━━━ Records to use ━━━
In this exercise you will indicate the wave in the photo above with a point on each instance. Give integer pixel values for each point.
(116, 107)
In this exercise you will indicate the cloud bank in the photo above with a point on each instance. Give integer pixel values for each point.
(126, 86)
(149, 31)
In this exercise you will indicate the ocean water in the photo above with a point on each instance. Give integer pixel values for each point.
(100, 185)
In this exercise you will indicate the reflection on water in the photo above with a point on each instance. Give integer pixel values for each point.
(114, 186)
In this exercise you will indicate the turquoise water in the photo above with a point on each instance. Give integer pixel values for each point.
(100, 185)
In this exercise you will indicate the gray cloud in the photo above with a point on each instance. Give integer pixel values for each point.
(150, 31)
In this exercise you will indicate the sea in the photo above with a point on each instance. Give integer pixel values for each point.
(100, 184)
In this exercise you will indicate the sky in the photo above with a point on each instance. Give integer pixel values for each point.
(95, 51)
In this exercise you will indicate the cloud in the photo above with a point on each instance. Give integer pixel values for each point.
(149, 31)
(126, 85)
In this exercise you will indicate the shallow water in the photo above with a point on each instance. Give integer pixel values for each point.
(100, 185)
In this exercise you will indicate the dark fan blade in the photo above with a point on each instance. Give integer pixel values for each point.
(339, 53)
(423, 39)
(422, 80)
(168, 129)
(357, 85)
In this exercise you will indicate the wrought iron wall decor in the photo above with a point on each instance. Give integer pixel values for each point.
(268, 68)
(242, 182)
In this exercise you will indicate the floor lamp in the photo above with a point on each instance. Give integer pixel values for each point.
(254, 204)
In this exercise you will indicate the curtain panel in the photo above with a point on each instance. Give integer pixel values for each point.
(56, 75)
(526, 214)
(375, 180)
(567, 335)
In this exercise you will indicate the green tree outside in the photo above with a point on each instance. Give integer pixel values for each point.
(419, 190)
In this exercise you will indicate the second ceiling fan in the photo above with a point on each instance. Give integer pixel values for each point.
━━━
What you have to do -> Your task is to reproduce the whole listing exactly.

Answer for this exercise ->
In this exercise you will indicate the wave in the photo above with a point on each instance. Give integer pixel values for each point.
(116, 107)
In this exercise you will indicate the cloud bank in the photo above with a point on each instance. Give integer pixel values for each point.
(126, 86)
(149, 31)
In this exercise you will indicate the ocean water in the photo above with a point on each instance. Give integer pixel values for each point.
(100, 185)
In this exercise you will indicate the reflection on water in the photo above with a point on each instance. Give integer pixel values for each point.
(114, 186)
In this exercise you will indicate the turquoise water in the photo above with a point on each instance. Give integer pixel values for each point.
(100, 185)
In this exercise you will indicate the gray cloud in the photo above with a point on each instance. Give integer pixel values for each point.
(150, 31)
In this exercise you will indicate the sea in the photo above with a point on each instance. Give integer pixel values for each point.
(100, 184)
In this exercise you will indicate the sky in the photo above with a point on each instance. Give integer pixel values for each point.
(95, 51)
In this exercise you will indicate the cloud in the photo above with a point on each instance. Give integer pixel values for each point.
(149, 31)
(126, 85)
In this exercise you will indicate the shallow water in the photo above with a point on each instance. Give integer pixel values for each point.
(100, 185)
In this exercise you will indicate the dark fan blade in the photo above with a point on each instance. Give integer pixel values for each point.
(339, 53)
(423, 39)
(422, 80)
(168, 129)
(357, 85)
In this exercise you will indicate the wrought iron wall decor in the photo above with a point on each instance. Give integer pixel values for each point.
(268, 68)
(242, 182)
In this exercise you will indicate the floor lamp in the photo above with a point on each instance. Give integer pixel values for each point.
(254, 204)
In this exercise you will indicate the curtain panel in the photo above with a point on each instance. Give integer pixel values for each point.
(56, 75)
(526, 214)
(375, 180)
(567, 335)
In this exercise you will indicate the green tree outside in the photo above with a point on each instance. Give integer pixel values for each point.
(419, 190)
In this exercise you will indicate the second ceiling fan in the photo above with a point on each instance. Give integer pixel values for each point.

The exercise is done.